◆ **Excerpt to read**
§ §
This 2018 version of the Kansas City Royals is bad. Real bad. As in the numbers speak of a team reaching a new level of ineptitude. The Royals offense is last in the American League in wRC+, wOBA, slugging percentage, ISO, RBI’s, runs, home runs, OPS and RE24. The Royals hit a woeful .193/.253/.303 in the month of June and even those numbers feel a bit heavy if you have actually watched this team play on a regular basis.
The pitching numbers aren’t a whole lot better. The Kansas City pitchers are last in the league in fWAR, FIP, RE24 and ERA while having the lowest strike outs per nine innings and the highest home runs per nine. So it isn’t just the Royals bats that are pitiful; the entire package is one of the worst in baseball and a big part of why they have the second lowest winning percentage in baseball right now at .294 (my apologies to the fans of Baltimore. You understand what we are dealing with right now).
…and yet I’m still watching most of the games. Call it loyalty or call it being a glutton for punishment; both are probably acceptable. Either way, I still find myself wanting to watch them most days and hardly ever does the little voice in my head question it with a ‘but are you sure?’ or a ‘does that seem like a good idea?’. At this point you might be asking why I would put myself through that…and I wouldn’t blame you for asking.
Sure, part of it is that the Royals are my team, and have been since I was seven years old and will still be if I reach the ripe age of 87. I truly bleed royal blue. But the other reason is that while things appear to be as bad as the worst Kansas City teams we’ve seen over the last 20 years, I also realize that it is possibly the beginning of some really important careers for the youngest of Royals.
Hunter Dozier has been getting consistent playing time and is starting to look more comfortable, both at the plate and in the field. Adalberto Mondesi gets to play with less pressure and is hitting the ball a lot harder than he did during his previous stints in the big leagues. While Rosell Herrera might not be a part of the Royals future, he is being given the chance to see if he could be a part of it, at least.
On the pitching side, Brad Keller is making the case of being the best Rule 5 draft pick in Royals history (hello, Joakim Soria!) and has been possibly the brightest spot for this team so far in 2018. Jason Adam, Heath Fillmyer, Tim Hill, Kevin McCarthy and Burch Smith are all getting extended looks out of the bullpen, where in years past they might get just a cup of coffee in the big leagues or a small chance while someone was on the disabled list.
There is more on the way, especially on the Omaha roster. Richard Lovelady, Josh Staumont, Frank Schwindel, Ryan O’Hearn, Nicky Lopez, Cam Gallagher, Donnie Dewees, and possibly even Bubba Starling are all names that could become a regular part of your Royals experience over the next year or two. Some of these guys will turn out to be regulars and others won’t reach the potential that some have expected of them. But the opportunity is why this team is still one to watch.
§ §
◆ **Listing**
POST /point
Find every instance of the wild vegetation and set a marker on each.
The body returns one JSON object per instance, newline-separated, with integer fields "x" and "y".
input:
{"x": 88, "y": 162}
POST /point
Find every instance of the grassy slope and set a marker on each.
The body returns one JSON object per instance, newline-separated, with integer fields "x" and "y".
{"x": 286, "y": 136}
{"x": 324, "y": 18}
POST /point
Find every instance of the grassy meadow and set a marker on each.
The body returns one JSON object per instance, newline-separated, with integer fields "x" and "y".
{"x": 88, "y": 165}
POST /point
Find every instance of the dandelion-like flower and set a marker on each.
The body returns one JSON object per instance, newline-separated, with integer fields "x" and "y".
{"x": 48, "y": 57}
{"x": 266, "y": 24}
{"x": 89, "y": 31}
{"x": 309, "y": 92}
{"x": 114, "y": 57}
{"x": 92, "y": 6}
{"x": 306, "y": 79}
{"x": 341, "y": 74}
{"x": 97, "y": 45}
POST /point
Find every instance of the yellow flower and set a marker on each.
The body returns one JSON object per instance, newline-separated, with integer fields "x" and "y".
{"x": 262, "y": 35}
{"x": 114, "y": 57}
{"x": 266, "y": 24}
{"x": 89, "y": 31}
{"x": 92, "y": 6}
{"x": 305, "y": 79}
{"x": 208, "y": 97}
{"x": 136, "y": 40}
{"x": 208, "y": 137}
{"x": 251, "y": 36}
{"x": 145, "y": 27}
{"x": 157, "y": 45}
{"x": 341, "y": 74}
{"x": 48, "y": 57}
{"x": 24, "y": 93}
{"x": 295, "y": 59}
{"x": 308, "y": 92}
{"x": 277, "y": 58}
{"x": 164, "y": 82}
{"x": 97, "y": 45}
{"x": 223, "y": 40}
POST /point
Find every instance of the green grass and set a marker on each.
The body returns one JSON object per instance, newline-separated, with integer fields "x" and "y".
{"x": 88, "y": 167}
§ §
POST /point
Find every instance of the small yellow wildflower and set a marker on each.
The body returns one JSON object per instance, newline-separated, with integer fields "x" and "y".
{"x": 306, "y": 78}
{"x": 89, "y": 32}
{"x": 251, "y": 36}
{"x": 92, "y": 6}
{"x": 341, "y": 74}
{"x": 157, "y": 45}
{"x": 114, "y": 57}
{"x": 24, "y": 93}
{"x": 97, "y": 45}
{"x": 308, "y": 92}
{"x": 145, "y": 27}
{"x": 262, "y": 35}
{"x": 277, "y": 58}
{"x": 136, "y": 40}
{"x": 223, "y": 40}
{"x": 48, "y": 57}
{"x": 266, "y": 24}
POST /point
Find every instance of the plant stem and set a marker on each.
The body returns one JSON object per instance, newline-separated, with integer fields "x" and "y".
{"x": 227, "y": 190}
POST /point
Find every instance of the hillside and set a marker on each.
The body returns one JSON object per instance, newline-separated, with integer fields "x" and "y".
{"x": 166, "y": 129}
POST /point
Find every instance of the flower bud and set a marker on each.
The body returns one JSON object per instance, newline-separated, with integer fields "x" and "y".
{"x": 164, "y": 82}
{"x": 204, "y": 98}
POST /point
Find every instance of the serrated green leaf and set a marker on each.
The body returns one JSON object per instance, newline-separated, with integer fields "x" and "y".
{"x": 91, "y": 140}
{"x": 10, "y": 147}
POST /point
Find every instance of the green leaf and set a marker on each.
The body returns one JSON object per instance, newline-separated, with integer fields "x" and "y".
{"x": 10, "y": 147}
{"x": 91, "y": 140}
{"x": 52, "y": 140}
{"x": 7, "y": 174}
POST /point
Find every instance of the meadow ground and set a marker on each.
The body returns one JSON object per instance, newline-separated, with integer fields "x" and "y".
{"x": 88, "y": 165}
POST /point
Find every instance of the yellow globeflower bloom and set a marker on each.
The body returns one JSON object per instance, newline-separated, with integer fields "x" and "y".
§ §
◆ **To be done**
#1 Answer these from the Royals excerpt:
(a) What batting line did the Royals hit in the month of June?
(b) At what age did the writer become a Royals fan?
(c) Which pitcher is described as making the case of being the best Rule 5 draft pick in Royals history?
#2 Please extract the Royals excerpt word for word from "The pitching numbers" to "with right now).".

◆ **List of solutions**
#1
(a) .193/.253/.303
(b) Seven years old
(c) Brad Keller

#2
The pitching numbers aren’t a whole lot better. The Kansas City pitchers are last in the league in fWAR, FIP, RE24 and ERA while having the lowest strike outs per nine innings and the highest home runs per nine. So it isn’t just the Royals bats that are pitiful; the entire package is one of the worst in baseball and a big part of why they have the second lowest winning percentage in baseball right now at .294 (my apologies to the fans of Baltimore. You understand what we are dealing with right now).